- ACTIVITY -
Answer these questions using the text on AI and rumination below.
1. What do psychologists call spending a night going over the same thoughts in an endless worry cycle?
2. About what share of Americans regularly get their news from systems like ChatGPT?
3. What other name does the text give for enshittification?

- STUDY TEXT -
[Start of section]
Two questions for you:
Ever have a sleepless night spent going over and over the same thoughts, in an endless worry cycle? (Psychologists call this rumination.)
Ever notice how ChatGPT really wants to keep you talking?
Current AIs like ChatGPT, Claude, and Grok want to keep you engaged, because engagement is the measure (literally) of their success. From all the hype, you wouldn’t think that only about 2% of Americans regularly get their news from such systems. Adults generally don’t trust AI enough to turn to it for news, due to factors such as its tendency to hallucinate, and the fact that these systems are giant, centralized Ministries of Truth that are privately owned—i.e., at someone else’s beck and call.
Companies like Anthropic make their money by capturing and keeping attention—just like social media—but not by encouraging angry arguments. They do the opposite: they weaponize your own opinions by amplifying your ruminations and reflecting them at you. They agree with you, sometimes subtly, but always in one way or another. Sure, there are guardrails to prevent AIs from doing things like enabling crime or suicide, and they can be extremely useful if you know how to avoid this tendency—but when was the last time an AI told you it just didn’t agree with something you said?
Current AI is a rumination machine.
The echo-chamber effect, this automated sycophancy, is dangerous. What we need is AI built on a different principle than encouraging engagement. Read on for an example.
Imagining Alternatives
A while back, in a post called After The Internet, I talked about how inevitable-seeming technologies could have developed in very different ways. Even the Internet could have been entirely different than what we have today; in fact, it was, back in the early 90’s. Over the past 30 years the Net has undergone what my pal Cory calls a process of enshittification—otherwise known as platform decay. Basically, it’s gone from being an open platform for free expression, to being a “self-sucking lollipop.” Hence, Dead Internet Theory and my own stories about a Net entirely consisting of man-in-the-middle bots deepfaking everything you see and hear, including the bank account manager you think you’re chatting with on Zoom.
[End of section]
- RECORDED DATA -
[Start of section]
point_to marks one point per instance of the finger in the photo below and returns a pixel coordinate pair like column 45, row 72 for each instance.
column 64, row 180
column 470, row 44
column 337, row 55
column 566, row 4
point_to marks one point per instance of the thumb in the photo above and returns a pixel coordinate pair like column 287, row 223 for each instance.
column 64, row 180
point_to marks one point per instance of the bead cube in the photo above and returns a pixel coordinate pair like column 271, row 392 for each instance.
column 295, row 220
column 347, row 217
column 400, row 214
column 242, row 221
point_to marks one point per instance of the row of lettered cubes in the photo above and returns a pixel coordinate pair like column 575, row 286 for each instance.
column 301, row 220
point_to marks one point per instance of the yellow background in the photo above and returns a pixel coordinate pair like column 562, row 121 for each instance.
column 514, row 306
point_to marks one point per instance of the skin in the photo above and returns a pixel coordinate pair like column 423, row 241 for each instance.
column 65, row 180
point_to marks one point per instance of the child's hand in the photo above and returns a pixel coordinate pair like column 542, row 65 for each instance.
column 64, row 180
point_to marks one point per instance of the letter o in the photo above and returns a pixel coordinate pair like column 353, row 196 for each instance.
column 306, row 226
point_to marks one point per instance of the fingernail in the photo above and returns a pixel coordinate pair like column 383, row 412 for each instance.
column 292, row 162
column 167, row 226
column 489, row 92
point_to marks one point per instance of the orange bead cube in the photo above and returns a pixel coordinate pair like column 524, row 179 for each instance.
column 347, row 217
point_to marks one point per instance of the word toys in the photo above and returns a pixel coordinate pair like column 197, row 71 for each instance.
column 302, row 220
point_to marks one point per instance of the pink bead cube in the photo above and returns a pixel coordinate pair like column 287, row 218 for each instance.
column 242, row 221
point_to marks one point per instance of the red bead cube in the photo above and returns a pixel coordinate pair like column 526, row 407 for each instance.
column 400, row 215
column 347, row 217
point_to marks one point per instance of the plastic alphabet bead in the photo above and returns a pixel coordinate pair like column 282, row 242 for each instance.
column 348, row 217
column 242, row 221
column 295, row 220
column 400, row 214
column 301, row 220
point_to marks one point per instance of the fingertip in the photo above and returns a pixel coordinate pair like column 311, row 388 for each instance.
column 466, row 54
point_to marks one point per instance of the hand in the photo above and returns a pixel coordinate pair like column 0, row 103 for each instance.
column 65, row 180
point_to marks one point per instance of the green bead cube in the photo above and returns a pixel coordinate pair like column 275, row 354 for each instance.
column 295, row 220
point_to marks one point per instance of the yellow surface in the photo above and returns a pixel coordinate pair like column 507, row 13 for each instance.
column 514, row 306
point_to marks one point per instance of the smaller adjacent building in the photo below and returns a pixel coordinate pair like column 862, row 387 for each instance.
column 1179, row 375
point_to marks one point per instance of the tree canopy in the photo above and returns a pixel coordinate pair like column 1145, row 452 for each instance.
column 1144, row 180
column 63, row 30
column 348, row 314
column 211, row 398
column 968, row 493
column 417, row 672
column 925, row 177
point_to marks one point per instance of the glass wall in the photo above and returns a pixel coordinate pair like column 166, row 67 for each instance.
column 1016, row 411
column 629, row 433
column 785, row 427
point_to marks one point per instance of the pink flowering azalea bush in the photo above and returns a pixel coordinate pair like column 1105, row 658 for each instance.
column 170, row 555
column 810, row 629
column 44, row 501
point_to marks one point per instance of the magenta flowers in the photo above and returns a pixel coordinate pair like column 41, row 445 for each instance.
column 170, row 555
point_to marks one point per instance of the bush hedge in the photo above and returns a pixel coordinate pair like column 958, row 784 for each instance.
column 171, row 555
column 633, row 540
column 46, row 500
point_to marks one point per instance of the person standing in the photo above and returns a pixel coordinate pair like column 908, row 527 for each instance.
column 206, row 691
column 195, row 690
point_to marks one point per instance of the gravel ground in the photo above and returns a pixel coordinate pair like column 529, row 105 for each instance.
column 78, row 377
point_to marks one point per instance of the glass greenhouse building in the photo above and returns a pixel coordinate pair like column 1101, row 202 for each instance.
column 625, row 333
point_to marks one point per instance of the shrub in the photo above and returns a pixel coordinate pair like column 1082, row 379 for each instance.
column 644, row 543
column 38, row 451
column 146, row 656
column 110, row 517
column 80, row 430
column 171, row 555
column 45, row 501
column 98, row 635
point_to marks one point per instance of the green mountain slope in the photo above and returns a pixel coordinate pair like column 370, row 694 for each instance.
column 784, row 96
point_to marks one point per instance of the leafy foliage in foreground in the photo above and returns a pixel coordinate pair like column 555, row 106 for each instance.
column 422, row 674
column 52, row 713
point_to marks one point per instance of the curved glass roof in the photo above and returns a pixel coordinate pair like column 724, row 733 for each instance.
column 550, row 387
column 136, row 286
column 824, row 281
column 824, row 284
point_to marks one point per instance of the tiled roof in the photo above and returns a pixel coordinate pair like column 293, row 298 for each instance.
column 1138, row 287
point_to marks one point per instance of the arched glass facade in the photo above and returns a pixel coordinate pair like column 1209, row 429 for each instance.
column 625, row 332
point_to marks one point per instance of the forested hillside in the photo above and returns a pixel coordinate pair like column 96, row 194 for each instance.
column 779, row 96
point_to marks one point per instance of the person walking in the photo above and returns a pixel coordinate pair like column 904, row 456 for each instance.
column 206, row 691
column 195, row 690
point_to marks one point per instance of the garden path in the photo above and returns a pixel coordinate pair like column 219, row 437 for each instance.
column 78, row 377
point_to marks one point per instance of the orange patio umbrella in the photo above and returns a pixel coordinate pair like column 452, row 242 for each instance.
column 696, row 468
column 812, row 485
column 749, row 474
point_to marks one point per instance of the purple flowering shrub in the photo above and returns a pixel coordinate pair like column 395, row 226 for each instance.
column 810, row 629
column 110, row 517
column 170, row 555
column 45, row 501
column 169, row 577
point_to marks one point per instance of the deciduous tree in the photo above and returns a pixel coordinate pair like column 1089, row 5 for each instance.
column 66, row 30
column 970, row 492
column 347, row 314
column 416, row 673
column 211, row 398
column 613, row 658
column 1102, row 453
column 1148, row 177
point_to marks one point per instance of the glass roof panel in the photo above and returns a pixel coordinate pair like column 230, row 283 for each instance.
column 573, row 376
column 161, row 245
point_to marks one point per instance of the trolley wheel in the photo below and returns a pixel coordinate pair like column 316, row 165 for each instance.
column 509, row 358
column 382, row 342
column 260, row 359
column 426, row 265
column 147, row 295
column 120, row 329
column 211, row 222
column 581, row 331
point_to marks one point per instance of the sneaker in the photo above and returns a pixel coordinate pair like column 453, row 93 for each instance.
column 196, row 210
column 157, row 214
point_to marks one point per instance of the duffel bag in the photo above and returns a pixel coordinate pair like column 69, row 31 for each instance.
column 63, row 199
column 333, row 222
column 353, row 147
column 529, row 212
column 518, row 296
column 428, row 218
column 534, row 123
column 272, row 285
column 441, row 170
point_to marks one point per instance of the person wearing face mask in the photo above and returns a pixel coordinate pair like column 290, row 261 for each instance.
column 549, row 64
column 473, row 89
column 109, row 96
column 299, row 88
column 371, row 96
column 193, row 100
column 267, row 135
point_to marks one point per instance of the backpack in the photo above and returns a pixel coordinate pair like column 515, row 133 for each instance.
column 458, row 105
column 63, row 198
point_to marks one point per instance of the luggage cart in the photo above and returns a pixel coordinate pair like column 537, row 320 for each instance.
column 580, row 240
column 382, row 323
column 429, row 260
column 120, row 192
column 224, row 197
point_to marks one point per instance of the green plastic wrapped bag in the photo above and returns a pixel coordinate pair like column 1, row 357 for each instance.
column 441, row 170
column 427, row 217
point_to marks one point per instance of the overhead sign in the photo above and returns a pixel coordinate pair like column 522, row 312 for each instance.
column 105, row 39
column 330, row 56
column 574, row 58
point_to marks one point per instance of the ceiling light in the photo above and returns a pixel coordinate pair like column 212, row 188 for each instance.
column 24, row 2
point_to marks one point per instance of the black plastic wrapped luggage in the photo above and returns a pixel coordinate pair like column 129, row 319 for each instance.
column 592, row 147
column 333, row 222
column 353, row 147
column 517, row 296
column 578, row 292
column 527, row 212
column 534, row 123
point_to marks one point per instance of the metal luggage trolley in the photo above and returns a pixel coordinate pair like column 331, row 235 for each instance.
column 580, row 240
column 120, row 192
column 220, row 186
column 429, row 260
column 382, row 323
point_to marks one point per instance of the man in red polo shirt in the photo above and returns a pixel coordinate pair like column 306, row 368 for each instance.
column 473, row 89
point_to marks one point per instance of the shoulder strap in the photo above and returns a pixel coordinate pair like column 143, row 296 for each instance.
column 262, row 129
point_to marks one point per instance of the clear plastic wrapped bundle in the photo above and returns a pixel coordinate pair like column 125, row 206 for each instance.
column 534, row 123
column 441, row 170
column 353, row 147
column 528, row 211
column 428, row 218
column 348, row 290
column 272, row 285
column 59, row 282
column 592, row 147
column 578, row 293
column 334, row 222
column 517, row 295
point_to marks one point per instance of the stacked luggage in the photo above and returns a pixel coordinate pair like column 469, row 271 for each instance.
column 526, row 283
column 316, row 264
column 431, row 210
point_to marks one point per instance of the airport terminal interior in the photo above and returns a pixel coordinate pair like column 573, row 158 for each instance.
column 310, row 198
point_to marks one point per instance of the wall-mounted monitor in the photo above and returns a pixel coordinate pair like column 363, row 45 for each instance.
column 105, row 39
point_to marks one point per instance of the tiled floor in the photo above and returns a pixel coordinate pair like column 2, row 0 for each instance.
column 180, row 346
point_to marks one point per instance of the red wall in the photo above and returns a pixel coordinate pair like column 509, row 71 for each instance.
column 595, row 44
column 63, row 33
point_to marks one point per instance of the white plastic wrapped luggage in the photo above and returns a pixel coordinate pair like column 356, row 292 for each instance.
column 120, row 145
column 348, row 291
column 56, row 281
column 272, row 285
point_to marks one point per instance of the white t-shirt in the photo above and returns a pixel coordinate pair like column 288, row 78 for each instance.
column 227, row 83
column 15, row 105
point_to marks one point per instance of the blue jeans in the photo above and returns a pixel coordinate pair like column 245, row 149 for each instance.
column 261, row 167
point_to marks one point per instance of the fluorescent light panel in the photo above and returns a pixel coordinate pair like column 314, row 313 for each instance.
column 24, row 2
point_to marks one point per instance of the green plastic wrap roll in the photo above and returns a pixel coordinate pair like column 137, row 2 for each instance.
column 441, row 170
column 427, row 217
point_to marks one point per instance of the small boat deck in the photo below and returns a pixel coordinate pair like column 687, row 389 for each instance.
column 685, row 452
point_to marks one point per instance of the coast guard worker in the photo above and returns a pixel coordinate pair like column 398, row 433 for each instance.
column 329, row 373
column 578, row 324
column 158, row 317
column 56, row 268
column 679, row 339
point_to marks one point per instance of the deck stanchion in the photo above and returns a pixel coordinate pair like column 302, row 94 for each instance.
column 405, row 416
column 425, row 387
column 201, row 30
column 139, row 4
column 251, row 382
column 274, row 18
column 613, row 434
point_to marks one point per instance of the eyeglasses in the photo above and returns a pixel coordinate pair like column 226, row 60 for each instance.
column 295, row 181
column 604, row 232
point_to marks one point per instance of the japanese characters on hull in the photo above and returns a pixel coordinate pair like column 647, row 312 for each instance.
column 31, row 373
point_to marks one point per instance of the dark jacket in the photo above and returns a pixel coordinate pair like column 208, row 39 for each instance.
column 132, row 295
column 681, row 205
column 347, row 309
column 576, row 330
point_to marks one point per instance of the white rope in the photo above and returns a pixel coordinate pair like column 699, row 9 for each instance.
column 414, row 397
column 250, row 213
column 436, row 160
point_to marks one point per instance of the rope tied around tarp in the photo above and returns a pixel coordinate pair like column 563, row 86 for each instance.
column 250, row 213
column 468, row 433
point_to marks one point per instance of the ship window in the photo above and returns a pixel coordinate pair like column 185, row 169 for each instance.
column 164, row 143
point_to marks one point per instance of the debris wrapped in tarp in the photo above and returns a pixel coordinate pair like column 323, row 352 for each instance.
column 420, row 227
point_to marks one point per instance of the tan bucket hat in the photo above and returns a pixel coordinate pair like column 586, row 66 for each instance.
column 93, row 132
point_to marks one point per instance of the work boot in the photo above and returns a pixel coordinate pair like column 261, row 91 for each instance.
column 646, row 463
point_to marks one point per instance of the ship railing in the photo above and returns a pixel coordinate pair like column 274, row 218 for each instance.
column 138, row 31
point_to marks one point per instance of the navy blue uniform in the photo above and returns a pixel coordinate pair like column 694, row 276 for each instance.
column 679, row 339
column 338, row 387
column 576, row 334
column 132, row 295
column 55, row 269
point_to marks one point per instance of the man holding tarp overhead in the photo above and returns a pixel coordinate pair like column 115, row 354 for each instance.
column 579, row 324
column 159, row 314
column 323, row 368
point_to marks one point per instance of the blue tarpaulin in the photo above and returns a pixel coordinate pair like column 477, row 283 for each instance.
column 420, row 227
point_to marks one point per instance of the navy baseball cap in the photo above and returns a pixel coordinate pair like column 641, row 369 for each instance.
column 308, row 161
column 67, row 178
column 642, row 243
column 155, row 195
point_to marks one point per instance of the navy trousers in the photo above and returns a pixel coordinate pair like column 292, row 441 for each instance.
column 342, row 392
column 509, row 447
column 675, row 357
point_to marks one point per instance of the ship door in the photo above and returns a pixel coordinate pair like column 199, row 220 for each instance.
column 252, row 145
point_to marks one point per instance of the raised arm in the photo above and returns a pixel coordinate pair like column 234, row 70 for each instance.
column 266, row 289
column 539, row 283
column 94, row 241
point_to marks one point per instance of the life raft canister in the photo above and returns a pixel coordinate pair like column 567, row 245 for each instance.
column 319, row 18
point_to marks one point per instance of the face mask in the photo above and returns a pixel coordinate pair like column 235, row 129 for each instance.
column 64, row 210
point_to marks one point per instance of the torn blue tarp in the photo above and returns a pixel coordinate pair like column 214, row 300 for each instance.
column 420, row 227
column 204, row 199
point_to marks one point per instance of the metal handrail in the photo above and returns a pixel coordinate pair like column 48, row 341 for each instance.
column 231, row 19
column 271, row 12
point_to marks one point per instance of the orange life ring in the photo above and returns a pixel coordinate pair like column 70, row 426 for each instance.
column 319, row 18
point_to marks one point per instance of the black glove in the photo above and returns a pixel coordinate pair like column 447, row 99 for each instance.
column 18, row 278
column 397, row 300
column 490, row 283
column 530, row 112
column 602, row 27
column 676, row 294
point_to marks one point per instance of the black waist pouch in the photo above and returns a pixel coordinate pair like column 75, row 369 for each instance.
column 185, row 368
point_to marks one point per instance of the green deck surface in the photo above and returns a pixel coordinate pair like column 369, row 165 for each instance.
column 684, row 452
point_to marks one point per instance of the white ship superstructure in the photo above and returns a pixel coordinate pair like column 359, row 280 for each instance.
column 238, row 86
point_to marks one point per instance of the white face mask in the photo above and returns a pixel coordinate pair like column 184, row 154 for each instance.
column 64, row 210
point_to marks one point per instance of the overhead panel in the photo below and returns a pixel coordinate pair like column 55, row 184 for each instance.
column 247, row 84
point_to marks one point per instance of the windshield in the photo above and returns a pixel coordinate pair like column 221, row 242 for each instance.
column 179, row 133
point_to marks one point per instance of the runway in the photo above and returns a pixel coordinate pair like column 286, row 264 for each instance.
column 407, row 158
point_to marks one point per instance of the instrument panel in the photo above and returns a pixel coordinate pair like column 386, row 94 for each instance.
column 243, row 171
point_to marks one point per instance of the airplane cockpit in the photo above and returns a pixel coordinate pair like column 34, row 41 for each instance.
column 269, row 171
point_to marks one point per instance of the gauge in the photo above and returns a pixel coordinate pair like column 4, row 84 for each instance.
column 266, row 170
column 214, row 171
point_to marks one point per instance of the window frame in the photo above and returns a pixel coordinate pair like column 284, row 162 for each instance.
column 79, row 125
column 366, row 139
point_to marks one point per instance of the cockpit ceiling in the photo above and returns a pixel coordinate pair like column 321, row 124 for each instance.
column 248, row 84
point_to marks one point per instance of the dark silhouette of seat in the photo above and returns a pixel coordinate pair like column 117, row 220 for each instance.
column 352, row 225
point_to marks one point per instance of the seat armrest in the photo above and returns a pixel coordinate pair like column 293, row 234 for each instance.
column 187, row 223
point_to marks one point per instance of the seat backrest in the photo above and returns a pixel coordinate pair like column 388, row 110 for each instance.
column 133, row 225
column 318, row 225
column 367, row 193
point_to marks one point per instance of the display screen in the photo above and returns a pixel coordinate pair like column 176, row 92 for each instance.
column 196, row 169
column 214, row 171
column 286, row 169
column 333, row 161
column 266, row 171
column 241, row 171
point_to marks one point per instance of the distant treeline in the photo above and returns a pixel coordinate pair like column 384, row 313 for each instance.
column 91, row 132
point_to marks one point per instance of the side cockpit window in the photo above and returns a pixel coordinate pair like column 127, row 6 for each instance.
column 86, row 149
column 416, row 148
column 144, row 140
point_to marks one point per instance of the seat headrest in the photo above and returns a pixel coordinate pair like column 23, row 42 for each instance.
[End of section]
- TASK RESPONSE -
1. Rumination
2. About 2%
3. Platform decay